## Excerpted records:

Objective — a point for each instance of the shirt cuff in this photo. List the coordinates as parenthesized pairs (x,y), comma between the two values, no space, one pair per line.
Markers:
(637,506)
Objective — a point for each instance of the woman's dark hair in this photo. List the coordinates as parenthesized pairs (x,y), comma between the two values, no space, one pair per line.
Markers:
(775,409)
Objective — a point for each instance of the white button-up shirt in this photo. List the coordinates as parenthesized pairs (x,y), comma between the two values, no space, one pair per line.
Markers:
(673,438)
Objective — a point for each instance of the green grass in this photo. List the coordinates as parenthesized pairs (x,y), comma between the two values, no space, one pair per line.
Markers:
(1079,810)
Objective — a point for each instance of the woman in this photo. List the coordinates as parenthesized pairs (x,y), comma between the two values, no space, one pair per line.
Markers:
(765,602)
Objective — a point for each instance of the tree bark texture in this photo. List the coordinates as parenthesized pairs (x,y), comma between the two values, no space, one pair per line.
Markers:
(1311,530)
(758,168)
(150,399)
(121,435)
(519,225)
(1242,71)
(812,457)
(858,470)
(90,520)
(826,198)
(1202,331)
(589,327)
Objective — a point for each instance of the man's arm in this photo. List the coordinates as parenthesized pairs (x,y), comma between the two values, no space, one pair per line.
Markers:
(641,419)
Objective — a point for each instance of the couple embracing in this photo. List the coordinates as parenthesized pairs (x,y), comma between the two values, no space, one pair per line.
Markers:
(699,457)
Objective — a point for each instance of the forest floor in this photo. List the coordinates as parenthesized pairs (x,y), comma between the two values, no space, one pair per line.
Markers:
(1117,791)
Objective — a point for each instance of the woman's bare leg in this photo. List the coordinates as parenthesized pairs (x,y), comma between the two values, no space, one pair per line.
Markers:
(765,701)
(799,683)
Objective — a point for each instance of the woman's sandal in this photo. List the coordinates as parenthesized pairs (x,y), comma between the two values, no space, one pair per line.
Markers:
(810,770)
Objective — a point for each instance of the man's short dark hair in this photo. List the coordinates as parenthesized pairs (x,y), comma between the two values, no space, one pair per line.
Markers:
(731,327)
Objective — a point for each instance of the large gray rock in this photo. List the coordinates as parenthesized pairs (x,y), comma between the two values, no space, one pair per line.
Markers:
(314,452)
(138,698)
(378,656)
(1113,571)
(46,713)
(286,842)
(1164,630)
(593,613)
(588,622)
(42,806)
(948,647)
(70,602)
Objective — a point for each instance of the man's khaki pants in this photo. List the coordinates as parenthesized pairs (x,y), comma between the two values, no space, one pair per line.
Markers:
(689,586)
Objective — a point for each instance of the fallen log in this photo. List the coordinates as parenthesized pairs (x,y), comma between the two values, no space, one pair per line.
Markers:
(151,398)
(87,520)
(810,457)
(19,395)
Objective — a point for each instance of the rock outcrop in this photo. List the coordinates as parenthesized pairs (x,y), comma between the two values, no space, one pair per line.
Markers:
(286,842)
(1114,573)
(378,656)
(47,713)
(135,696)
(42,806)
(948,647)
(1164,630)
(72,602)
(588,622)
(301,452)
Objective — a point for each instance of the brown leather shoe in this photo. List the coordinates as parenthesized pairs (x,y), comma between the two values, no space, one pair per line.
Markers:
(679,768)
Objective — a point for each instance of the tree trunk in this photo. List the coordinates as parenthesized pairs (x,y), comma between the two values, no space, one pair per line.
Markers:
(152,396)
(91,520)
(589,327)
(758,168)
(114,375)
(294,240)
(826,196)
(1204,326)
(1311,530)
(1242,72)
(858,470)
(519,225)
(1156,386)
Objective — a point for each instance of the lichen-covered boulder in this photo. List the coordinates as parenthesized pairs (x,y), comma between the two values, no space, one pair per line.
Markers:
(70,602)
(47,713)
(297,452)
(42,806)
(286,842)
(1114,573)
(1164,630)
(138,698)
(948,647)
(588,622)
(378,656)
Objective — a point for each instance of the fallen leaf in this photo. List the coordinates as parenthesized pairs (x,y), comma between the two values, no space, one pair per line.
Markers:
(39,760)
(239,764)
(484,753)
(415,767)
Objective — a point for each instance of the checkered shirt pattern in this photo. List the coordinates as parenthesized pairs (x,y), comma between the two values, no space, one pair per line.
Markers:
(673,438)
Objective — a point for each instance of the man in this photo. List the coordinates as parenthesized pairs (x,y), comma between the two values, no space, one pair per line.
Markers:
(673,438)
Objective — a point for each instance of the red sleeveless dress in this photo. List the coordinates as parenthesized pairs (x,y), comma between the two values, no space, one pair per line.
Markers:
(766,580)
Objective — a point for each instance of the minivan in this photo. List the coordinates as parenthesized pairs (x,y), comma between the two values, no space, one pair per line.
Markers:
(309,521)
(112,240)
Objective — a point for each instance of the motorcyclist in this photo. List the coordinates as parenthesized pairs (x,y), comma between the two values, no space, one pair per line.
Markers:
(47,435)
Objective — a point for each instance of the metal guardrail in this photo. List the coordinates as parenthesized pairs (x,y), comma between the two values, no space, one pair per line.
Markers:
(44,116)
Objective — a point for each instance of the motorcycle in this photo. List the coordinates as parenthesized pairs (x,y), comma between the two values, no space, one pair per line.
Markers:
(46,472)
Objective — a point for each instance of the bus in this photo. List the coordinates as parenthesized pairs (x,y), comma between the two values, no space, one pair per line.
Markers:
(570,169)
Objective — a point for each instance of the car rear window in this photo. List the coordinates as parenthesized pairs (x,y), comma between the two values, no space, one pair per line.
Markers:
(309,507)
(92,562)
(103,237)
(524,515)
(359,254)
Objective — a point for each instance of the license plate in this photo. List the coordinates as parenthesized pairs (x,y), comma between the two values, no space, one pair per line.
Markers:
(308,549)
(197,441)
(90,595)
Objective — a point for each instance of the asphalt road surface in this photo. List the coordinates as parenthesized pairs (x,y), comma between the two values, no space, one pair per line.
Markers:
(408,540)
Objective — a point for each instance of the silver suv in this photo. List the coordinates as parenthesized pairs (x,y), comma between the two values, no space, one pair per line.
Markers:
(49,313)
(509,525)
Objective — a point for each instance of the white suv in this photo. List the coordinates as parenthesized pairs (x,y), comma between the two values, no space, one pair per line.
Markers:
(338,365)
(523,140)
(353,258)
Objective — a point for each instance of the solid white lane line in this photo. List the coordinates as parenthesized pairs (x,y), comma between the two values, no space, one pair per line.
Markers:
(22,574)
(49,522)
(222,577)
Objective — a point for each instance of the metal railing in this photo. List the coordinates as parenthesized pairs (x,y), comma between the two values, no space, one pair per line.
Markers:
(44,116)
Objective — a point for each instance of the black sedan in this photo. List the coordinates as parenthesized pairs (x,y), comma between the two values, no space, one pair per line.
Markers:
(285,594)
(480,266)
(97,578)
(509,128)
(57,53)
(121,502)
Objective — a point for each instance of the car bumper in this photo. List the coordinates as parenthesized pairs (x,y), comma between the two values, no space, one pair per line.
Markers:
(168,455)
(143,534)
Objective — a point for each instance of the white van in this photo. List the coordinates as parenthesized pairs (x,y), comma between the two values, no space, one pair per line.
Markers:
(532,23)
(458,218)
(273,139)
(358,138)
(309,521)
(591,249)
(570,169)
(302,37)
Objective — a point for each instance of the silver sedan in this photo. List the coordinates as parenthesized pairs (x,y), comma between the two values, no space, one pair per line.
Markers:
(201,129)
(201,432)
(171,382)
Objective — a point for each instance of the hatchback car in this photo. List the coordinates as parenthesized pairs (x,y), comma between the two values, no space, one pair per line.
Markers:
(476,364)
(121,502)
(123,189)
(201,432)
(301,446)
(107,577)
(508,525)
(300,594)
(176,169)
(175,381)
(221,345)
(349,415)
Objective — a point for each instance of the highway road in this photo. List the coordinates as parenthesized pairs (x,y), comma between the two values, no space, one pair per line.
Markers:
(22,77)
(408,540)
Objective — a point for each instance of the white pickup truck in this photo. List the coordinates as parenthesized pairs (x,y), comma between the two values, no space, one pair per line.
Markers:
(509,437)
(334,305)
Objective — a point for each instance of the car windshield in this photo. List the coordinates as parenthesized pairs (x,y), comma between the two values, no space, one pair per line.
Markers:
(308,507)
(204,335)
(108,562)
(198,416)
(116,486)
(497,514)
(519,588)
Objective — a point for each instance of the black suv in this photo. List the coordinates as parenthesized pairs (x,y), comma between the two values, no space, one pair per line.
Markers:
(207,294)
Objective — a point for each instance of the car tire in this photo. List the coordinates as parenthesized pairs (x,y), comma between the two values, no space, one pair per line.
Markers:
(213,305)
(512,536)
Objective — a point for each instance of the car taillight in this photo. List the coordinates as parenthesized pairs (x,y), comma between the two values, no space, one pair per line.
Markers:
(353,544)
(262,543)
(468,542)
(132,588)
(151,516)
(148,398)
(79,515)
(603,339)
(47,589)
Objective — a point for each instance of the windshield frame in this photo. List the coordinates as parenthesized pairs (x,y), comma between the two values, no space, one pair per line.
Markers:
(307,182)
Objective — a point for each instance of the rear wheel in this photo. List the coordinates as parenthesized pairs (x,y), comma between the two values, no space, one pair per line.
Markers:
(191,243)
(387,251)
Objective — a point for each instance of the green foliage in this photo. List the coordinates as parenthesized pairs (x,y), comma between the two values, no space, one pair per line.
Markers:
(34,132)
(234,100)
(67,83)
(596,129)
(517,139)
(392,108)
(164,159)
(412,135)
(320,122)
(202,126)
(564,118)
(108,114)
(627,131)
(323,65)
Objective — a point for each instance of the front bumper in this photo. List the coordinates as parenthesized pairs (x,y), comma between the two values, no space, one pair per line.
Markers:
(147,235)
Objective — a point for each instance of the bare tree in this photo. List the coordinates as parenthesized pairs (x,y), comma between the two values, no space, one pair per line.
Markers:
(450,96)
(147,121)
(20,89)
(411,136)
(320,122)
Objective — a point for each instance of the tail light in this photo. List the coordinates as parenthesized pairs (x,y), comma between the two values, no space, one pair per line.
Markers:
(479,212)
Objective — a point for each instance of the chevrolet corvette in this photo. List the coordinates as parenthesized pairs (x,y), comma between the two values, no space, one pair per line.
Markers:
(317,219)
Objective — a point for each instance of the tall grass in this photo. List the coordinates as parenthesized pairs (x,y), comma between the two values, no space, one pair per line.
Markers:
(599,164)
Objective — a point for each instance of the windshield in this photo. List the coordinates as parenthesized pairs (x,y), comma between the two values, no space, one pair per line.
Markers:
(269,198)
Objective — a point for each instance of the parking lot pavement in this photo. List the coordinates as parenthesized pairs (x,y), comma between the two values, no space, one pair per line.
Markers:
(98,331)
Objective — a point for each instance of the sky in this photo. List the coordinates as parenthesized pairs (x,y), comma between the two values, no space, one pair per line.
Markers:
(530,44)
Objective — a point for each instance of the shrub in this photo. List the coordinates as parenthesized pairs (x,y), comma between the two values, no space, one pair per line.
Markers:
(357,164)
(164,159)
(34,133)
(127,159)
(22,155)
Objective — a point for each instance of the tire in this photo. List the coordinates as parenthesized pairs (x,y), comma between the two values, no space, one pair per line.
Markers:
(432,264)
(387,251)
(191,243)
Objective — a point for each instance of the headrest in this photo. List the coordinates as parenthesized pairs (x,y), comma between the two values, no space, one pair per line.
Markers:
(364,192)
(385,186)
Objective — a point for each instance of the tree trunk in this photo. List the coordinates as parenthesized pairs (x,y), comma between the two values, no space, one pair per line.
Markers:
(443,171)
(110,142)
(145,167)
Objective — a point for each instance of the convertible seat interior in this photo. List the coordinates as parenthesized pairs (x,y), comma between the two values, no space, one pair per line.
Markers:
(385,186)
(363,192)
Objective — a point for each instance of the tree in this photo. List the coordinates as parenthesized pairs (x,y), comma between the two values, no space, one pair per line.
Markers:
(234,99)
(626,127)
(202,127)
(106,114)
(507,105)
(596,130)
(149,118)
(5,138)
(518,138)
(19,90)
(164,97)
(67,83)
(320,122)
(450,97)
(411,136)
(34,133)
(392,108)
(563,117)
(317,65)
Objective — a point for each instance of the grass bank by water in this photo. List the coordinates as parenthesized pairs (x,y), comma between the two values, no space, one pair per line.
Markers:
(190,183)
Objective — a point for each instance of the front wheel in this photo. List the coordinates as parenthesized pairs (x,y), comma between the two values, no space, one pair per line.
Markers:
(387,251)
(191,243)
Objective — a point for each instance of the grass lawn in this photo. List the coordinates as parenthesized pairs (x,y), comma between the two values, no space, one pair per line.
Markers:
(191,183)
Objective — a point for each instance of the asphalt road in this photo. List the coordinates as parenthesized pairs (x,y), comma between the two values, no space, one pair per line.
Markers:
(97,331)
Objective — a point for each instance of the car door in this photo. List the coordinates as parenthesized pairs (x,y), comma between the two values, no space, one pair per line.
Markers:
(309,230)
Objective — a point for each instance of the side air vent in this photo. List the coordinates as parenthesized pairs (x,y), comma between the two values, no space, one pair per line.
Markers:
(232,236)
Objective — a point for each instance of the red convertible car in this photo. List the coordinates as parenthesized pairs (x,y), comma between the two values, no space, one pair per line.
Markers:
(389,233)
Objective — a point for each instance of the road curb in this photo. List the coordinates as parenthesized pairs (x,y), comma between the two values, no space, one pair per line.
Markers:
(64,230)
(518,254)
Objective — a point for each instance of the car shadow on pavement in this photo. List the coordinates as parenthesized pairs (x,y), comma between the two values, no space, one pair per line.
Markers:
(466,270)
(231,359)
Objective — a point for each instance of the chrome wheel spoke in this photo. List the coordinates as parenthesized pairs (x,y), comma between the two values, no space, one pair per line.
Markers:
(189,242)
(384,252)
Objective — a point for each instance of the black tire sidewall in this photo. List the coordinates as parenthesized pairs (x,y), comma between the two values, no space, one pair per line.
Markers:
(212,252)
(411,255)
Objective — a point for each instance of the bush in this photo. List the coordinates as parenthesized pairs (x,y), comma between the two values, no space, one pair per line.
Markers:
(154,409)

## The problem:
Each line from the one containing "asphalt road in" through the end of the entries, both included, is to be returned exactly, with no other lines.

## Correct result:
Objective — a point for each instance of the asphalt road in this photo. List the coordinates as parenthesized pairs (x,y), comma between the two values, no space, one pair per line.
Markers:
(97,331)
Objective — a point for each instance of the car door in this photo. List the coordinates as parenthesized pairs (x,y), comma between the two values, no space, one pair per line.
Markers:
(309,230)
Objective — a point for each instance of the side air vent in this photo. List the coordinates as parenthesized pairs (x,y), comma between the two values, no space, one pair per line.
Markers:
(232,236)
Objective — a point for each instance of the red convertible car in this photo. List the coordinates as parenthesized pairs (x,y), comma between the two values, no space, one pair per line.
Markers:
(389,233)
Objective — a point for each instance of the road curb in this photo. List the coordinates as parenthesized pairs (x,y), comma between the two values, no space, one pair per line.
Markers:
(64,230)
(518,254)
Objective — a point for each instance of the car shadow on pavement in this photo. List the coordinates as parenthesized pairs (x,y), comma between the two values, no space, one pair per line.
Markers:
(466,270)
(231,359)
Objective — a point for each instance of the chrome wheel spoke in this photo. List the coordinates as parenthesized pairs (x,y), comma between the two values, no space, one pair per line.
Markers:
(189,242)
(384,252)
Objective — a point for each instance of the black tire sidewall in this photo. List the coordinates as parenthesized pairs (x,y), comma between the two values, no space, one pair per line.
Markers:
(212,252)
(411,255)
Objective — a point for each instance of the bush in this photo. List the coordinates as parenthesized pairs (x,y), comma between the two values, no space, one pair per line.
Markers:
(154,409)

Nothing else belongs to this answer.